__Written request__
Pull out every line below that contains the string "crowd". Letter case matters.

__The records__
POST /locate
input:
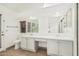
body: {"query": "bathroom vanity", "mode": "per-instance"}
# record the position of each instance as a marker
(56, 44)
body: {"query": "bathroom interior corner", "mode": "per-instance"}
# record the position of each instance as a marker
(31, 29)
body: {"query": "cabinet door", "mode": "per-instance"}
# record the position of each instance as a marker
(24, 43)
(65, 48)
(52, 47)
(31, 44)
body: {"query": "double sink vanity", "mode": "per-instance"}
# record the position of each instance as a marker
(56, 44)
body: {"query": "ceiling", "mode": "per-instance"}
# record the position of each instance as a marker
(41, 8)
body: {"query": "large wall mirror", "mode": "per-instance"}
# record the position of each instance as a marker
(23, 26)
(32, 26)
(63, 25)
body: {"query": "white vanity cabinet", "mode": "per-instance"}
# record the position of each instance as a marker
(28, 44)
(65, 48)
(52, 47)
(59, 47)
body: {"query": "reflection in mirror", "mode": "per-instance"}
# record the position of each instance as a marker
(33, 26)
(22, 26)
(64, 24)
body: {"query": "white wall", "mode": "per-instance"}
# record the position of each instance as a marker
(8, 19)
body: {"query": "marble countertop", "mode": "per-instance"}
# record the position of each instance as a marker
(52, 37)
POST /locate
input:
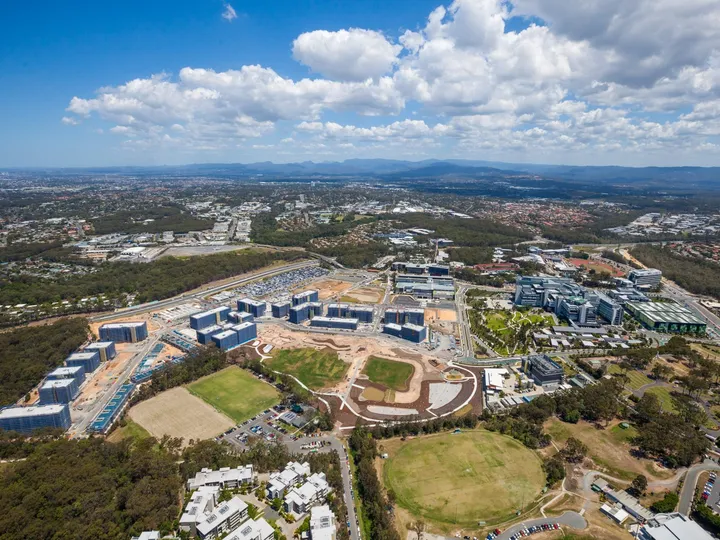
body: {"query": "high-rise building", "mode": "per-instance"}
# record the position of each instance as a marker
(306, 296)
(226, 340)
(543, 370)
(28, 419)
(106, 349)
(71, 372)
(334, 322)
(205, 335)
(89, 360)
(648, 278)
(209, 318)
(280, 309)
(299, 314)
(127, 332)
(58, 391)
(248, 305)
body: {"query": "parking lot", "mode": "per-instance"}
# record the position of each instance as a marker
(265, 425)
(711, 492)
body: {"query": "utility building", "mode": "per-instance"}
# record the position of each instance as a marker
(129, 332)
(209, 318)
(58, 391)
(89, 360)
(29, 419)
(106, 349)
(306, 296)
(280, 309)
(255, 307)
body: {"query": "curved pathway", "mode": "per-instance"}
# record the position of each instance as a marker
(346, 404)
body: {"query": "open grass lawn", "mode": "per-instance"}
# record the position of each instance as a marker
(636, 379)
(130, 430)
(463, 478)
(664, 396)
(609, 448)
(316, 369)
(391, 373)
(236, 393)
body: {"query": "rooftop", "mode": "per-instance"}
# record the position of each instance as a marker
(34, 410)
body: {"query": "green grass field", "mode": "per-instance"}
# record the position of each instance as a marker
(608, 448)
(316, 369)
(130, 430)
(390, 373)
(236, 393)
(664, 397)
(464, 478)
(636, 379)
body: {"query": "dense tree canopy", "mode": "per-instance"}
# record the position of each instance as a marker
(89, 489)
(699, 276)
(156, 280)
(27, 354)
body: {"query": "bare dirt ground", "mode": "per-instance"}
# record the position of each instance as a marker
(366, 295)
(327, 288)
(355, 350)
(105, 375)
(178, 413)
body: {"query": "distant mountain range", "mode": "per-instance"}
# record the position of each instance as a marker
(398, 169)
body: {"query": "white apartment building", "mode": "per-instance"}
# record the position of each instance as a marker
(322, 523)
(299, 500)
(225, 477)
(280, 482)
(225, 518)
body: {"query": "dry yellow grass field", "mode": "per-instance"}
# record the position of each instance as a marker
(178, 413)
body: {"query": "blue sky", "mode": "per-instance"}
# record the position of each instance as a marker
(480, 82)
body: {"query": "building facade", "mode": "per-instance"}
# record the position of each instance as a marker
(26, 420)
(129, 332)
(106, 349)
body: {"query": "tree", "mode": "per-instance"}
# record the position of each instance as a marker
(574, 451)
(648, 408)
(418, 527)
(639, 484)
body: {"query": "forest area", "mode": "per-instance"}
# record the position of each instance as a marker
(164, 218)
(28, 353)
(699, 276)
(156, 280)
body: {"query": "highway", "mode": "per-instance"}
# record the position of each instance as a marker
(688, 490)
(185, 298)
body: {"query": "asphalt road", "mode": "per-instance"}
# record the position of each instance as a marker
(184, 298)
(568, 519)
(688, 491)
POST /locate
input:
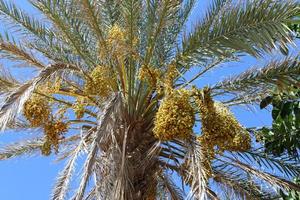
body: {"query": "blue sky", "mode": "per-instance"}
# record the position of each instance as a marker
(32, 178)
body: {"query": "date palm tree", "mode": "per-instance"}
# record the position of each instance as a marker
(111, 83)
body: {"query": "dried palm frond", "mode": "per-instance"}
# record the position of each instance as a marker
(114, 86)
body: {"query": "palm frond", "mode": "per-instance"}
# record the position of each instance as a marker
(196, 172)
(26, 147)
(288, 167)
(175, 192)
(14, 101)
(273, 180)
(222, 33)
(240, 186)
(7, 81)
(73, 31)
(15, 52)
(22, 21)
(257, 82)
(64, 179)
(101, 134)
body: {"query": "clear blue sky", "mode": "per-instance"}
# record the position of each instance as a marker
(32, 178)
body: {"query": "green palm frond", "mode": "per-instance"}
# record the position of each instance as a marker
(11, 50)
(7, 81)
(288, 167)
(21, 21)
(223, 33)
(240, 187)
(73, 30)
(260, 81)
(114, 79)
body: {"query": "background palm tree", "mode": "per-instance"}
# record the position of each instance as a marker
(111, 85)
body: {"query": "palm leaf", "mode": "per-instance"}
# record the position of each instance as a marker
(224, 33)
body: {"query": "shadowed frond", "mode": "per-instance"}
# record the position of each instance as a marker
(116, 84)
(15, 100)
(101, 135)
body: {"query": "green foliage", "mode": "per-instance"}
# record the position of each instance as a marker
(284, 136)
(295, 26)
(292, 194)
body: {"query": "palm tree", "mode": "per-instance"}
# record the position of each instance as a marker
(109, 82)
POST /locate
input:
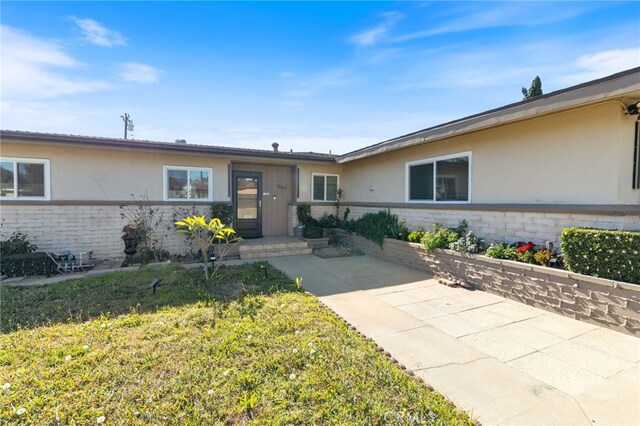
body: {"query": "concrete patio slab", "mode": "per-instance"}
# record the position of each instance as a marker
(562, 375)
(503, 362)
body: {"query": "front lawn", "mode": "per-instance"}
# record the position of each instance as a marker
(248, 350)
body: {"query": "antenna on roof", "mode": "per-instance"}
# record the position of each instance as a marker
(128, 124)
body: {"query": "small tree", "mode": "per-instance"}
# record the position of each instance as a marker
(206, 234)
(534, 90)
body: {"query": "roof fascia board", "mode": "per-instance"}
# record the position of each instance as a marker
(586, 95)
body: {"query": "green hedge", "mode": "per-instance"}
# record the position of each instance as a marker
(602, 253)
(20, 265)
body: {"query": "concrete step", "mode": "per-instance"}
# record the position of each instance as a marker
(261, 254)
(273, 248)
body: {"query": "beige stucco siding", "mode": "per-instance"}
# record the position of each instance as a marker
(108, 174)
(577, 157)
(307, 170)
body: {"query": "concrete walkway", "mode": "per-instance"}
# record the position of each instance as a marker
(503, 362)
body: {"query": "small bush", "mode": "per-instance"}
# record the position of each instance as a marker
(18, 243)
(303, 212)
(223, 211)
(443, 237)
(416, 236)
(468, 244)
(603, 253)
(27, 264)
(502, 251)
(327, 221)
(312, 232)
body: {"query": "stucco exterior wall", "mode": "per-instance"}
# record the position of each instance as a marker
(108, 174)
(306, 170)
(83, 228)
(583, 156)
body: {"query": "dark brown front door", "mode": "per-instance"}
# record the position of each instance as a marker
(247, 204)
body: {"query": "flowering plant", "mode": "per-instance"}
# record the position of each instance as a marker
(522, 246)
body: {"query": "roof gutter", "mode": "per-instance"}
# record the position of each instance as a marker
(598, 91)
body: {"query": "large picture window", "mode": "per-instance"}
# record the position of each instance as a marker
(187, 183)
(325, 187)
(24, 179)
(439, 179)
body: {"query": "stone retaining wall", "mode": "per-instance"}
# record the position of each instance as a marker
(81, 228)
(607, 303)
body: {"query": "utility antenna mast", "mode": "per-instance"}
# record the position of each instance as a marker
(128, 123)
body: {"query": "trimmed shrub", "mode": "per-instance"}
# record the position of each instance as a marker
(20, 265)
(603, 253)
(312, 232)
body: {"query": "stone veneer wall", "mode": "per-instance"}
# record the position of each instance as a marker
(509, 226)
(491, 225)
(607, 303)
(88, 227)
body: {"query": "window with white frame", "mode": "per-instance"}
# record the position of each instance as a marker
(439, 179)
(187, 183)
(24, 179)
(324, 187)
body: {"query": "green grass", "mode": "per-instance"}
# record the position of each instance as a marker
(249, 350)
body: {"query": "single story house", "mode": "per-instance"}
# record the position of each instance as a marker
(523, 171)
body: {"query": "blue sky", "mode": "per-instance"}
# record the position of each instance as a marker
(313, 76)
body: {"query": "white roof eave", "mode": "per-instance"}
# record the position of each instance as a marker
(583, 96)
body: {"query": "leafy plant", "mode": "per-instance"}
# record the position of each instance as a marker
(223, 211)
(416, 236)
(312, 232)
(17, 243)
(543, 256)
(303, 212)
(142, 220)
(443, 237)
(603, 253)
(339, 195)
(502, 251)
(206, 234)
(470, 243)
(327, 221)
(526, 252)
(377, 226)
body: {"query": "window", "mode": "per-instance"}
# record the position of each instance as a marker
(441, 179)
(325, 187)
(187, 183)
(24, 179)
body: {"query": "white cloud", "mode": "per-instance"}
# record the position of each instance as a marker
(376, 34)
(490, 15)
(97, 34)
(35, 69)
(314, 84)
(139, 73)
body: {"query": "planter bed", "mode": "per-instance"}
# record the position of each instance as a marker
(612, 304)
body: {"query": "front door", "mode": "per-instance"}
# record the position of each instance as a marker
(247, 204)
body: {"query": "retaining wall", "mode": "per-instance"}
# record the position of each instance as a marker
(603, 302)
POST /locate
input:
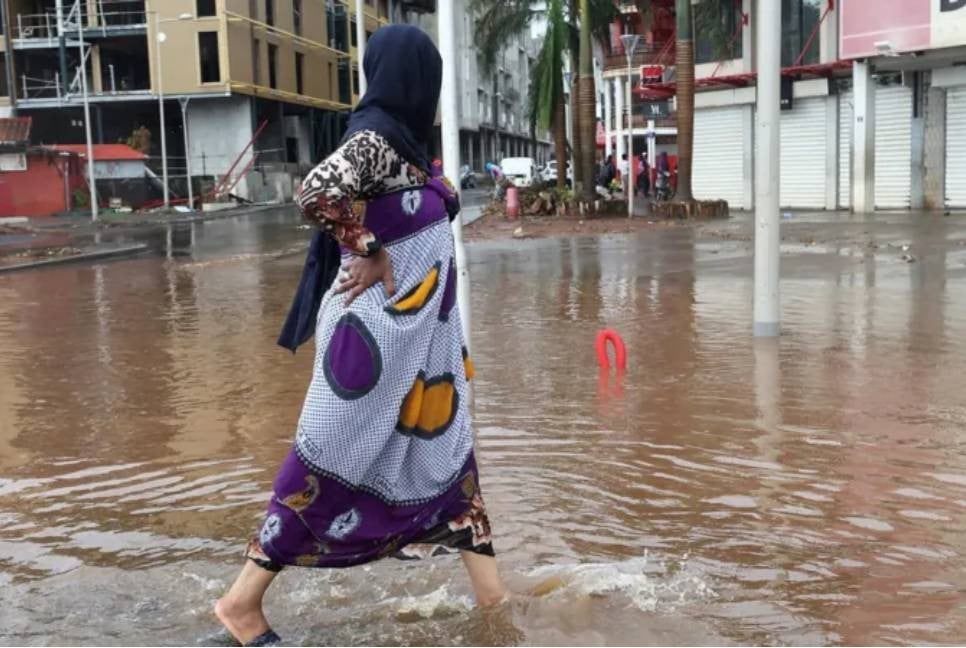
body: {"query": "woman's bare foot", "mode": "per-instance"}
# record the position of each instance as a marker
(485, 577)
(240, 610)
(244, 624)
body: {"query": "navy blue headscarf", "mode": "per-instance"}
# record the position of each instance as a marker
(404, 72)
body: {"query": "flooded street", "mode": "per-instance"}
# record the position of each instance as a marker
(810, 491)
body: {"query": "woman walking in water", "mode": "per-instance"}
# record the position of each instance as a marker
(383, 461)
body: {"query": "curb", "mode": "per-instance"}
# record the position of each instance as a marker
(128, 250)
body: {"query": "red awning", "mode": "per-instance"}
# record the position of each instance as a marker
(661, 91)
(103, 152)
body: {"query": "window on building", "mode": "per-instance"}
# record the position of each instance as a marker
(209, 63)
(205, 8)
(256, 61)
(272, 66)
(345, 83)
(799, 20)
(717, 36)
(299, 62)
(336, 26)
(270, 12)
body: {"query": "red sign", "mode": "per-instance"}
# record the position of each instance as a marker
(877, 27)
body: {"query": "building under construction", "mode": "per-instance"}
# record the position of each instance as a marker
(252, 91)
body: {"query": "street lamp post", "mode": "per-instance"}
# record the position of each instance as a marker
(630, 42)
(87, 116)
(451, 151)
(187, 150)
(161, 37)
(568, 89)
(361, 44)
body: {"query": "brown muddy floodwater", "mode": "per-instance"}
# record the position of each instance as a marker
(809, 492)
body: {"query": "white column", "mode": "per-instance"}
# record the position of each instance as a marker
(361, 44)
(831, 152)
(767, 170)
(863, 139)
(748, 156)
(619, 121)
(451, 149)
(608, 116)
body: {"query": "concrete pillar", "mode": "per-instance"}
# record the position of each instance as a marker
(828, 47)
(748, 156)
(608, 116)
(863, 139)
(934, 153)
(619, 124)
(831, 152)
(768, 171)
(917, 162)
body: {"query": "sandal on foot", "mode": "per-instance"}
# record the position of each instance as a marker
(267, 638)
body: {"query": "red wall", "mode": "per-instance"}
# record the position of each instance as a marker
(38, 191)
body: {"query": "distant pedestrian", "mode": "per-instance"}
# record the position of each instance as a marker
(625, 170)
(643, 176)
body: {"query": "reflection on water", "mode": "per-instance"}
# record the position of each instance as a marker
(811, 490)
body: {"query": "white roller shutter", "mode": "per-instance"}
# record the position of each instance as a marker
(956, 147)
(846, 115)
(719, 155)
(803, 161)
(893, 147)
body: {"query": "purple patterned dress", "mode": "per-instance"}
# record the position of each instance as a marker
(383, 459)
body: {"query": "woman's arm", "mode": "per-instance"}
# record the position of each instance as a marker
(328, 192)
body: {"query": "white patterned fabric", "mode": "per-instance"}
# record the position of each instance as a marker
(352, 435)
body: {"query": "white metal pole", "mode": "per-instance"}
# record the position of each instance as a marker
(159, 39)
(187, 151)
(630, 142)
(767, 171)
(361, 43)
(608, 117)
(87, 118)
(451, 150)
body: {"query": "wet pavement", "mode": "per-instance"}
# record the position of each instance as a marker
(809, 491)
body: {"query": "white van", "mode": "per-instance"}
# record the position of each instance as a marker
(522, 172)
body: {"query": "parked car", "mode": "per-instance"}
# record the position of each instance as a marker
(522, 172)
(549, 174)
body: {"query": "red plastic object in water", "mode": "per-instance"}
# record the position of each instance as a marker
(620, 350)
(512, 202)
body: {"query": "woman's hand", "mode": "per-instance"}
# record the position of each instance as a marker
(360, 273)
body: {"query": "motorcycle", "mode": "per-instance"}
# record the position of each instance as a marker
(663, 191)
(467, 177)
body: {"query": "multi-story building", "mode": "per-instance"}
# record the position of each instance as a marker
(262, 87)
(874, 93)
(492, 107)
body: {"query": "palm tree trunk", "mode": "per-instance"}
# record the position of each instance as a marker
(586, 99)
(684, 68)
(560, 141)
(575, 142)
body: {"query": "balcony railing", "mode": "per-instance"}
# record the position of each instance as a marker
(659, 53)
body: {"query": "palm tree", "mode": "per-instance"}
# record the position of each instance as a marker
(546, 96)
(500, 20)
(586, 104)
(711, 21)
(684, 69)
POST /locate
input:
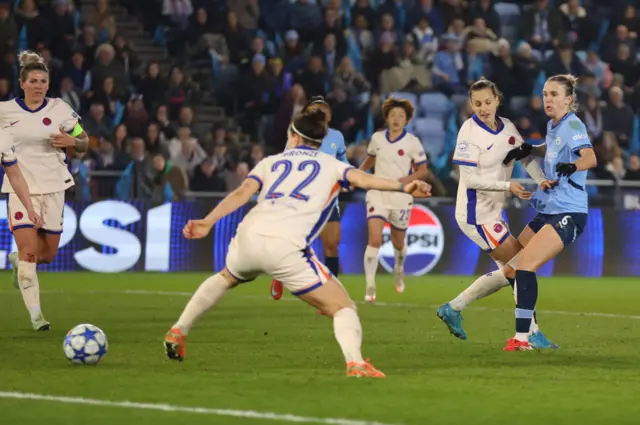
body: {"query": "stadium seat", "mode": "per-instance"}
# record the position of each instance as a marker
(435, 105)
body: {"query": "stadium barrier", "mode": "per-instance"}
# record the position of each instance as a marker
(115, 236)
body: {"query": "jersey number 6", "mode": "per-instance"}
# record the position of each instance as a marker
(296, 193)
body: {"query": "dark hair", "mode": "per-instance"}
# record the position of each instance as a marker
(483, 84)
(31, 61)
(311, 126)
(393, 102)
(568, 82)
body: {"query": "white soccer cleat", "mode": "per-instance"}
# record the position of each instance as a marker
(399, 282)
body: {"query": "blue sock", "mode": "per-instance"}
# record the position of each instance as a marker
(527, 298)
(333, 264)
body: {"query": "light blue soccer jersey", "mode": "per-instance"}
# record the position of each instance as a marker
(564, 142)
(333, 144)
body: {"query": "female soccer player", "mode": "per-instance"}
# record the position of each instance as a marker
(296, 189)
(333, 144)
(562, 208)
(483, 142)
(399, 155)
(42, 128)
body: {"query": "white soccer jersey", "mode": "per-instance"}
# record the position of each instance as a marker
(480, 147)
(394, 160)
(297, 192)
(43, 166)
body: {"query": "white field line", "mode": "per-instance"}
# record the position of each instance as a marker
(377, 303)
(251, 414)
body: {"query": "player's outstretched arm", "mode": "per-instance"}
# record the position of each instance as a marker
(196, 229)
(366, 181)
(20, 187)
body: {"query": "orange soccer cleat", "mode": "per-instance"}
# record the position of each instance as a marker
(276, 289)
(175, 345)
(365, 370)
(517, 345)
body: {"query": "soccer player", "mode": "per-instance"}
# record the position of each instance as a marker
(333, 144)
(297, 189)
(483, 142)
(562, 208)
(395, 154)
(41, 127)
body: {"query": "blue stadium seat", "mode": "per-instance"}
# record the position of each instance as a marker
(435, 105)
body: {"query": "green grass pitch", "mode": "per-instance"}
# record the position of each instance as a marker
(253, 354)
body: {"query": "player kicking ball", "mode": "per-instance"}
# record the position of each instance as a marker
(395, 154)
(484, 140)
(296, 193)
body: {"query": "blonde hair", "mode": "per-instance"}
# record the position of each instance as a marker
(569, 83)
(31, 61)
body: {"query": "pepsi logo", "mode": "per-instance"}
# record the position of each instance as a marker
(424, 241)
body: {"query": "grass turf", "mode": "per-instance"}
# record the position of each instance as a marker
(252, 353)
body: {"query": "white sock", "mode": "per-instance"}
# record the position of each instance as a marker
(29, 287)
(483, 286)
(348, 331)
(208, 294)
(370, 265)
(533, 328)
(400, 256)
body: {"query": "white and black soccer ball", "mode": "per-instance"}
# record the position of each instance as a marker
(85, 344)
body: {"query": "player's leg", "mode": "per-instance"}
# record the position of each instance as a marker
(328, 295)
(558, 232)
(376, 226)
(330, 237)
(25, 261)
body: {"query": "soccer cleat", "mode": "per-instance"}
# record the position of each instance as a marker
(399, 282)
(276, 289)
(540, 342)
(453, 320)
(13, 259)
(363, 370)
(40, 324)
(517, 345)
(175, 345)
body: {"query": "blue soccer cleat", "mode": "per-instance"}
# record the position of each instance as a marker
(453, 320)
(540, 342)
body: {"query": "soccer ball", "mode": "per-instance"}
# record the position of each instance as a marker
(85, 344)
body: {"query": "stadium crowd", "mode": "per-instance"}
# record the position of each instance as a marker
(267, 57)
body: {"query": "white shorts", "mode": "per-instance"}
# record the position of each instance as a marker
(50, 206)
(396, 215)
(251, 255)
(487, 236)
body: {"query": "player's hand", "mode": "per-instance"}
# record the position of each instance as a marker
(565, 169)
(197, 229)
(62, 140)
(518, 153)
(418, 189)
(547, 185)
(519, 190)
(35, 218)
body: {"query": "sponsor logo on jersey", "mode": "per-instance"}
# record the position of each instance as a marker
(424, 241)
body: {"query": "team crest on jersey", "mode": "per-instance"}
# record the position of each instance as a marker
(425, 243)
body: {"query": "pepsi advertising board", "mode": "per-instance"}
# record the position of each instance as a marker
(115, 236)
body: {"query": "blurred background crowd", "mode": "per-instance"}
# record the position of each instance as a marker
(186, 96)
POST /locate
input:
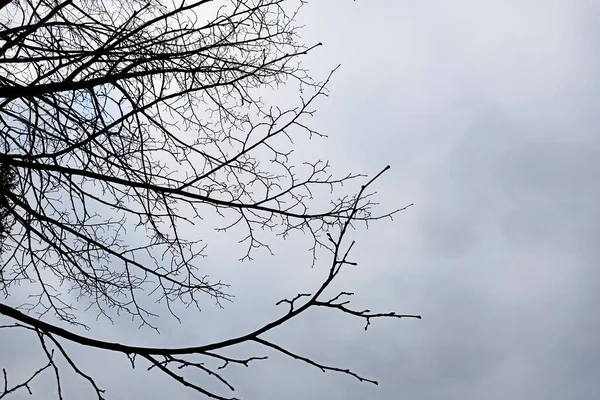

__Expected output__
body: {"query": "stadium crowd", "mode": "per-instance"}
body: {"query": "blurred background crowd", "mode": "per-instance"}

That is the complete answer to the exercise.